> [Your goal] Every record below is to be restated word for word, and no picture is to be copied.

> [Material provided]
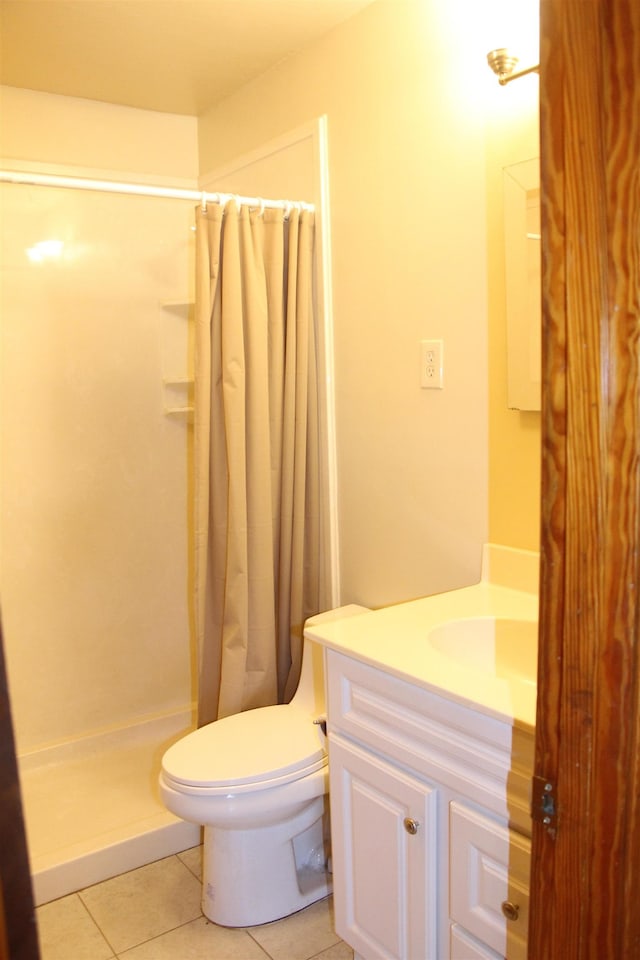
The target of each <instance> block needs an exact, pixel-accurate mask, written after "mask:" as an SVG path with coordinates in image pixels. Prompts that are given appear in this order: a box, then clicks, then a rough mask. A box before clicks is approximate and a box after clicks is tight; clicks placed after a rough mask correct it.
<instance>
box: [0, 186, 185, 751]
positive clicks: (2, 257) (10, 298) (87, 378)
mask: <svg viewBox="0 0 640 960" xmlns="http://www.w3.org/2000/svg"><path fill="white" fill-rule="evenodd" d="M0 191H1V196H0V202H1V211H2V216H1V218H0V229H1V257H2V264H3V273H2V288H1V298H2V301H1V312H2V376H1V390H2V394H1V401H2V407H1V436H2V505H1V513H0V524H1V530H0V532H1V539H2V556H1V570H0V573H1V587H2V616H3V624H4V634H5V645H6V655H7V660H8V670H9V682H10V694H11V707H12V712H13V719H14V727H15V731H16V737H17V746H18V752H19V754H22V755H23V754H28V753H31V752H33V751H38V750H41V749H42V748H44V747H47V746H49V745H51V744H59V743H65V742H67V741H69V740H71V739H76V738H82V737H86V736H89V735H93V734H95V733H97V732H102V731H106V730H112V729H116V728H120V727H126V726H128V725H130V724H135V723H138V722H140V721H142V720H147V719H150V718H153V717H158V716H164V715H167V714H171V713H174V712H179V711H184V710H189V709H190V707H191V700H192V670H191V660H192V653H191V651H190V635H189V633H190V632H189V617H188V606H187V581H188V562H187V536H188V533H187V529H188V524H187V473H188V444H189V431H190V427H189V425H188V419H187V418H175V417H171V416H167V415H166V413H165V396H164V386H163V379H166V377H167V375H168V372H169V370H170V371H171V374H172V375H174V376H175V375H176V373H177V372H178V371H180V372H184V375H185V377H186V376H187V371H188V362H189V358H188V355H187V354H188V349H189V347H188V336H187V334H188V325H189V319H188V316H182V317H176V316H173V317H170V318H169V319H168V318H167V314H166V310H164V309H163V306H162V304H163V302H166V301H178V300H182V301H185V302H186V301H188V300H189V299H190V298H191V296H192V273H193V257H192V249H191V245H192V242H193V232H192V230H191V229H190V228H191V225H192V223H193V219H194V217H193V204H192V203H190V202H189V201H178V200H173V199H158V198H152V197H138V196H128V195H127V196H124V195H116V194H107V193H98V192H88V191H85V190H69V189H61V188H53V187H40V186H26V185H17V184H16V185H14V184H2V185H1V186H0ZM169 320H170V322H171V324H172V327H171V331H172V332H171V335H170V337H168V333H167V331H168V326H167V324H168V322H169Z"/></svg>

> [Solution to this task]
The target of each <instance> block needs an exact, pixel-accurate mask, written after "mask:" as an SVG path with coordinates in image pixels. Prompts that are given appear in this order: a box, then clicks, then a rough mask. A box before clicks is approximate and a box after clicks is tight; clicks placed after a rough mask correct it.
<instance>
box: [0, 186, 185, 751]
positive clicks: (2, 257) (10, 298) (87, 378)
mask: <svg viewBox="0 0 640 960" xmlns="http://www.w3.org/2000/svg"><path fill="white" fill-rule="evenodd" d="M0 191H1V196H0V202H1V211H2V216H1V218H0V229H1V257H2V264H3V273H2V288H1V298H2V301H1V312H2V376H1V390H2V394H1V401H2V407H1V436H2V505H1V513H0V524H1V530H0V532H1V539H2V556H1V570H0V573H1V587H2V616H3V624H4V634H5V645H6V655H7V660H8V670H9V682H10V694H11V707H12V712H13V719H14V727H15V731H16V737H17V746H18V752H19V754H22V755H23V754H28V753H31V752H33V751H38V750H41V749H42V748H44V747H47V746H49V745H51V744H59V743H65V742H67V741H69V740H71V739H76V738H82V737H86V736H89V735H93V734H95V733H97V732H102V731H106V730H112V729H116V728H120V727H126V726H128V725H130V724H135V723H138V722H140V721H142V720H147V719H150V718H153V717H158V716H164V715H167V714H171V713H174V712H179V711H184V710H189V709H190V707H191V700H192V670H191V660H192V653H191V651H190V635H189V633H190V632H189V617H188V606H187V581H188V562H187V536H188V533H187V529H188V524H187V473H188V444H189V431H190V427H189V425H188V419H187V418H175V417H171V416H167V415H166V413H165V396H164V386H163V379H166V377H167V375H168V372H169V370H170V371H171V374H172V375H174V376H175V375H176V373H177V372H178V371H180V372H184V375H185V377H186V376H187V371H188V362H189V358H188V355H187V354H188V349H189V347H188V336H187V334H188V325H189V319H188V316H182V317H176V316H173V317H170V318H169V319H168V318H167V314H166V310H164V309H163V306H162V304H163V302H166V301H178V300H182V301H185V302H186V301H188V300H189V299H190V298H191V296H192V273H193V257H192V249H191V245H192V242H193V232H192V230H191V229H190V228H191V225H192V223H193V219H194V217H193V204H192V203H190V202H189V201H178V200H173V199H158V198H152V197H138V196H128V195H127V196H124V195H116V194H107V193H98V192H88V191H85V190H69V189H61V188H53V187H40V186H26V185H17V184H16V185H14V184H2V185H1V186H0ZM169 320H170V322H171V324H172V327H171V331H172V332H171V335H170V337H168V333H167V331H168V326H167V324H168V322H169Z"/></svg>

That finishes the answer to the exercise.